=== Metin Parçası ===

Değerli halkımız
Siyasal iktidar faşizmi adım adım örüyor.
Hiçbir hukuk tanımadan kendi iktidarlarını süresiz kılacak adımlar atan iktidar güçleri karşılarındaki engelleri şiddet yoluyla ezerek ilerlemeye çalışıyor.
Erdoğan ve ortakları 19 Mart’ta gerçekleştirdikleri siyasal darbeyi de sorunsuz bir şekilde atlatacaklarını hesaplamış olmalıdır. Muhtemelen alışık oldukları gibi ana muhalefetin ancak cılız bir ses çıkaracağını bekliyorlarmış. Böylece Erdoğan ve suç ortakları açmakta oldukları yolda kolayca ilerleyecekti.
Ancak hesaplanan şey olmadı. Gün geçtikçe meşruluğunu adım adım kaybeden siyasal iktidar gençlerin isyanına ve halkın direnişine çarptı. Önce beklendiği gibi davranan CHP, gençlerin ve halkın patlayan öfkesinin zorlamasıyla farklı bir yola girdi. Ve, 19 Mart’tan itibaren ülke bambaşka bir döneme girdi.
Uzun zamandır ülkeyi keyfi ve hukuksuz bir şekilde yöneten iktidardaki suç çetesi, geçen yıl yapılan yerel seçimlerde hem siyasal hem de ekonomik olarak tükenmiş olduğu gerçekliğiyle yüzleşmişti. İktidarda kalmaların tek yolu kaybettiği yerel seçimlerde oluşan havayı dağıtmaktı.
Bu havayı dağıtmak için Erdoğan’ın karşısına çıkabilecek ve kazanma olasılığı yüksek olan İmamoğlu’nu türlü oyunlarla, oyunun dışında tutmak gerekiyordu. Kurulan tezgâhla önce Ekrem İmamoğlu’nun diploması iptal edildi, hemen akabinde de tutuklandı.
Yoksulluk koşulları nedeniyle biriken öfke ve enerji İmamoğlu’nun tutuklanması sonrasında üniversite gençlerinin tutuşturduğu kıvılcımla bir anda tüm ülkeye yayıldı.
Başta gençlik olmak üzere halkın büyük bir kararlılıkla ve kitlesel olarak sokağa çıkması, önce “Yargıya güveniyoruz, bu hukuksuzluk iptal edilecektir” diye mırıldanan
CHP’yi tutumunu gözden geçirmeye zorlamıştır. Halk CHP’ye sokağı göstermiştir.
Değerli halkımız
Bugün zamana yayılmış bir darbe süreciyle karşı karşıyayız. Böyle darbelerin ağır ekonomik yaptırımları var. Her ne kadar Mehmet Şimşek ekonomide her şeyin kontrol altında olduğunu söylese de, kontrol altında olan bir şey yok. Altın ve döviz fırlıyor, piyasalar dibi görüyor. Bu olanlar biz emekçilere daha fazla yoksulluk olarak dönüyor.

=== Verilen Bilgiler ===

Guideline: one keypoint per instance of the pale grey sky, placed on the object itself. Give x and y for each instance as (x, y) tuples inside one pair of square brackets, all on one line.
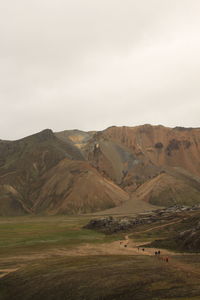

===

_Amaç 1_.
Metne göre aşağıdaki soruları cevaplayın.
(a) Erdoğan ve ortakları 19 Mart'ta ne gerçekleştirmiştir?
(b) Ekrem İmamoğlu'nun diploması iptal edildikten hemen sonra ne olmuştur?
(c) Altın ve döviz için ne söylenmektedir?
_Amaç 2_. Metindeki "Böyle darbelerin ağır ekonomik yaptırımları var." cümlesini İngilizceye çevirin.
_Amaç 3_. Metinde "Erdoğan ve ortakları" sözcüklerinin geçtiği yerden başlayıp "oluşan havayı dağıtmaktı." sözcüklerinden sonra biten bölümü hiç değiştirmeden yazdırın.
Yalnızca metindeki bilgilerden yararlanın.

_Alıştırma Cevabı 1_.
(a) Siyasal bir darbe gerçekleştirmişlerdir.
(b) Tutuklanmıştır.
(c) Fırladığı söylenmektedir.

_Alıştırma Cevabı 2_. Such coups carry heavy economic sanctions.

_Alıştırma Cevabı 3_.
Erdoğan ve ortakları 19 Mart’ta gerçekleştirdikleri siyasal darbeyi de sorunsuz bir şekilde atlatacaklarını hesaplamış olmalıdır. Muhtemelen alışık oldukları gibi ana muhalefetin ancak cılız bir ses çıkaracağını bekliyorlarmış. Böylece Erdoğan ve suç ortakları açmakta oldukları yolda kolayca ilerleyecekti.
Ancak hesaplanan şey olmadı. Gün geçtikçe meşruluğunu adım adım kaybeden siyasal iktidar gençlerin isyanına ve halkın direnişine çarptı. Önce beklendiği gibi davranan CHP, gençlerin ve halkın patlayan öfkesinin zorlamasıyla farklı bir yola girdi. Ve, 19 Mart’tan itibaren ülke bambaşka bir döneme girdi.
Uzun zamandır ülkeyi keyfi ve hukuksuz bir şekilde yöneten iktidardaki suç çetesi, geçen yıl yapılan yerel seçimlerde hem siyasal hem de ekonomik olarak tükenmiş olduğu gerçekliğiyle yüzleşmişti. İktidarda kalmaların tek yolu kaybettiği yerel seçimlerde oluşan havayı dağıtmaktı.